# Text extract
Dismiss Notice
Join Physics Forums Today!
The friendliest, high quality science and math community on the planet! Everyone who loves science is here!

I have a random sequence , is there some operation I can do on seq. to get its pdf?

  1. Oct 12, 2012 #1
    Hi all,
    suppose I have a random discrete sequence like x= [1 2 3 2 5 2 4 2 3 1 6 3 5] (where possible outcomes are 1,2,3,4,5 or 6) and wanted to get its frequency distribution vector
    f=[2 4 3 1 2 1] which means frequency of occurrence of 1 is 2 times, 2 occurs 4 times , and so on. I wanted a mathematical function or operator so that vector x can be transformed to f. Is it possible?

    Generally x is the input to the system and f must be the output. And how this case can be generalized to continuous case.

    TIA
     
  2. jcsd
  3. Oct 12, 2012 #2
    Re: I have a random sequence , is there some operation I can do on seq. to get its pd

    Atleast It would be helpful to know how to find the inverse like operation of a non-square matrix or vector like

    if Ax=B

    x=inv(A) B like that. I dont know if that works.
     
  4. Oct 13, 2012 #3
    Re: I have a random sequence , is there some operation I can do on seq. to get its pd

    So you are using data to guess the pdf. It's called the "emperical pdf". It's obvious how to derive it, isn't it? I don't see what the problem is.

# Listing
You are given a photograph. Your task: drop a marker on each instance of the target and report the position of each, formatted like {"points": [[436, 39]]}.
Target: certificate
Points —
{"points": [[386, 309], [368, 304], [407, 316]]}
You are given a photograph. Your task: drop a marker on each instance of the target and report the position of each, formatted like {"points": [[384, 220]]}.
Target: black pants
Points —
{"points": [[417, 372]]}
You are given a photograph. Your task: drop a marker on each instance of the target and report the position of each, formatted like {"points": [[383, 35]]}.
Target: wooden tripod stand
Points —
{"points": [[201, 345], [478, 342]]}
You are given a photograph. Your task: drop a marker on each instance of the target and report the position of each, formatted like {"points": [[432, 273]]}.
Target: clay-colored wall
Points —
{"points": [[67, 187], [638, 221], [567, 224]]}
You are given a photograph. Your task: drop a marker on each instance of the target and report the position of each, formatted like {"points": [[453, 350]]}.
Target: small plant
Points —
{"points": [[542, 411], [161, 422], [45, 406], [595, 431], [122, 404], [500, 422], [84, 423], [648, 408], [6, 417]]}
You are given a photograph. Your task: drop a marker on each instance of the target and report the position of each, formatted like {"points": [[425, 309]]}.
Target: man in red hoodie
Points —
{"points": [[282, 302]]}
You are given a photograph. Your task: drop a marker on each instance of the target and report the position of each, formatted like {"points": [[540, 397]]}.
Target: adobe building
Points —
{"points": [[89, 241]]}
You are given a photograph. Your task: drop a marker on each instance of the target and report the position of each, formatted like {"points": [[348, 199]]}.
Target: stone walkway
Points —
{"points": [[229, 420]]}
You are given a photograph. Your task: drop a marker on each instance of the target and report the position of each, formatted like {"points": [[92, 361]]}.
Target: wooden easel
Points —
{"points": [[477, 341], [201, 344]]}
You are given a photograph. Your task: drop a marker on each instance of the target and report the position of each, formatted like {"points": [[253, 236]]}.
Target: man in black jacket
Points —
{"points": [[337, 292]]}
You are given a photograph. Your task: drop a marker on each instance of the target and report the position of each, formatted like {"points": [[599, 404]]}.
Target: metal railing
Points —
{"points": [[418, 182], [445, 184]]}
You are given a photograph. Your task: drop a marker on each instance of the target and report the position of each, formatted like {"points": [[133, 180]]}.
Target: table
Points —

# What you will do
**1)** Quote the forum thread word for word, everything from "The friendliest, high" down to "get its pdf?".
**2)** How many lines of the entries contain the string "black", counting only matches with the same case? Give the number alone.
The forum thread and the entries are unrelated to each other.

# Answers provided
**1)**
The friendliest, high quality science and math community on the planet! Everyone who loves science is here!

I have a random sequence , is there some operation I can do on seq. to get its pdf?

**2)** 2